Muitos migrantes venezuelanos não têm sequer dinheiro para uma passagem de ônibus e, portanto, simplesmente encaram centenas de quilômetros a pé em direção a destinos distantes. Nós os ajudamos com postos móveis de saúde, onde se tratam, por exemplo, as bolhas nos pés. Afinal, eles estão na estrada há dias.

Nós também fornecemos pacotes de comida e produtos de higiene, assim como orientação geográfica e conselhos sobre como podem entrar legalmente nos países.

Com que tipo de problemática os refugiados chegam até vocês?

O sistema de saúde na Venezuela está praticamente em colapso, faltam remédios e suprimentos médicos por toda parte. Por exemplo, as mulheres que chegam à Colômbia não tiveram controle pré-natal, as crianças não foram vacinadas. Claro, há também gente com doenças crônicas para que as nossas instalações básicas de saúde não estão devidamente equipadas.

Como são essas instalações móveis de saúde?

Trata-se de tendas ou contêineres que alugamos e convertemos. Há um médico que trabalha com duas ou três enfermeiras, em diversos casos há também psicólogos. As instalações ambulatoriais também patrulham as ruas para prestar primeiros socorros, por exemplo, a doenças respiratórias ou diarreias. Também distribuímos medicamentos gratuitamente. Claro, não temos como realizar procedimentos cirúrgicos.

**Dados em análise**

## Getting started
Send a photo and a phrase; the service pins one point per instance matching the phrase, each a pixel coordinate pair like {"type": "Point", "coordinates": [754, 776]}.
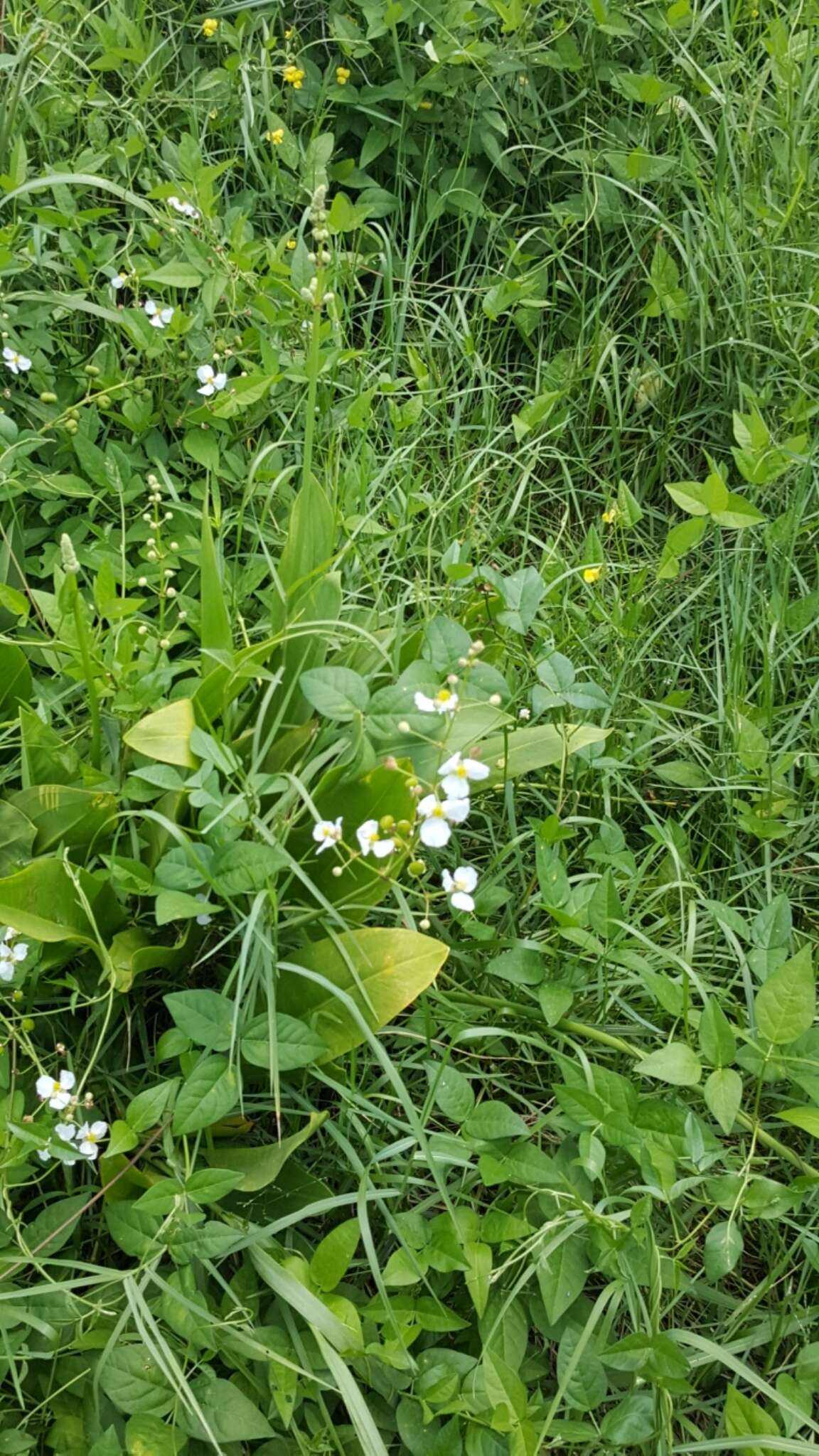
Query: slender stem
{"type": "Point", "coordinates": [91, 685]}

--

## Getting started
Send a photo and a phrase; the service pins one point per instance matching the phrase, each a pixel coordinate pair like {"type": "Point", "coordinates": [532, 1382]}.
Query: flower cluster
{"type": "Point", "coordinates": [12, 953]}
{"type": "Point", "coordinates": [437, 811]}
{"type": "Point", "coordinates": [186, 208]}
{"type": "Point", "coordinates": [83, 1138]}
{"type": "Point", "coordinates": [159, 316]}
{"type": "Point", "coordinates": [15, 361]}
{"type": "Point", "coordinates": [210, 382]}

**Sua tarefa**
Repita, sem alterar nada, a parte do texto sobre os migrantes venezuelanos que começa em "O sistema de" e vai até "realizar procedimentos cirúrgicos.". Os registros não têm papel algum nesta atividade.

**Resposta da tarefa**
O sistema de saúde na Venezuela está praticamente em colapso, faltam remédios e suprimentos médicos por toda parte. Por exemplo, as mulheres que chegam à Colômbia não tiveram controle pré-natal, as crianças não foram vacinadas. Claro, há também gente com doenças crônicas para que as nossas instalações básicas de saúde não estão devidamente equipadas.

Como são essas instalações móveis de saúde?

Trata-se de tendas ou contêineres que alugamos e convertemos. Há um médico que trabalha com duas ou três enfermeiras, em diversos casos há também psicólogos. As instalações ambulatoriais também patrulham as ruas para prestar primeiros socorros, por exemplo, a doenças respiratórias ou diarreias. Também distribuímos medicamentos gratuitamente. Claro, não temos como realizar procedimentos cirúrgicos.